YOUR GOAL ▸ Examine each line of the data, and copy the ones containing "navy".

╭─ DATA EXTRACT

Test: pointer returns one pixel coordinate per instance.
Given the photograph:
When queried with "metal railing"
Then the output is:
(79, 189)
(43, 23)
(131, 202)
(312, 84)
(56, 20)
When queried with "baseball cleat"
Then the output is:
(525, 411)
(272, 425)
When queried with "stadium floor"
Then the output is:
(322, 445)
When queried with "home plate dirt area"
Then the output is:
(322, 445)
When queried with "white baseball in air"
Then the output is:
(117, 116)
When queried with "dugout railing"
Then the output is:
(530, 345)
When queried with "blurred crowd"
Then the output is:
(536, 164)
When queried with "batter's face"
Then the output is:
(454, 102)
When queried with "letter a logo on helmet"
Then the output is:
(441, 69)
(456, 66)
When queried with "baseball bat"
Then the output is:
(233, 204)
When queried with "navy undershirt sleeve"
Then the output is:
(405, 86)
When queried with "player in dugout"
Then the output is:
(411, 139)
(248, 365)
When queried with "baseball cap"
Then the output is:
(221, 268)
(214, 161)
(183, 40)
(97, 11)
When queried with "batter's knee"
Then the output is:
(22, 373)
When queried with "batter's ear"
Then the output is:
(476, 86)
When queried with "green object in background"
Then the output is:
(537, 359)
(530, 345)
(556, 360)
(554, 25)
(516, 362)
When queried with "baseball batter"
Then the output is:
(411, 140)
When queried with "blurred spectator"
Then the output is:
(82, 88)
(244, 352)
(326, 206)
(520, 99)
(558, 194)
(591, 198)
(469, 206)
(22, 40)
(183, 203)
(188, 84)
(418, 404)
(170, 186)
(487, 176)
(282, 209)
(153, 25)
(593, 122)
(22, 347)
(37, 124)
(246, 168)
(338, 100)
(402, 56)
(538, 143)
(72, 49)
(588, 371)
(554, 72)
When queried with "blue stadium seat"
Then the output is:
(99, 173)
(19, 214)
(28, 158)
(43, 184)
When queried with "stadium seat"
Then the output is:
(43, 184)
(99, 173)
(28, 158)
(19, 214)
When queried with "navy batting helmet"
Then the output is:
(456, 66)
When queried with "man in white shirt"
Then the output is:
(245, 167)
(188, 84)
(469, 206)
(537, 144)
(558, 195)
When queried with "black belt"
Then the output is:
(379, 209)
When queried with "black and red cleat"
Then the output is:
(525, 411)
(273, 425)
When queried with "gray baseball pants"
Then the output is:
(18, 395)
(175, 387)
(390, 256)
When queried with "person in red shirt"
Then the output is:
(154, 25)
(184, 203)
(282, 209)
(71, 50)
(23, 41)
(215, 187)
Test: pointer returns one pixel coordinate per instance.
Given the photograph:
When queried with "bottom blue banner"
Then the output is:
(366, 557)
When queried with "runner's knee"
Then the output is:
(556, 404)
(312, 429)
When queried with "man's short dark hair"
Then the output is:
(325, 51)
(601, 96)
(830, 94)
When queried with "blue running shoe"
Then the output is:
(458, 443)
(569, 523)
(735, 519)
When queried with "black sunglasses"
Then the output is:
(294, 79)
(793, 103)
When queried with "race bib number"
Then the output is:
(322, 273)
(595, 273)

╰─

RESPONSE AREA ▸
When queried with "navy undershirt sleeve"
When queried with "navy batting helmet"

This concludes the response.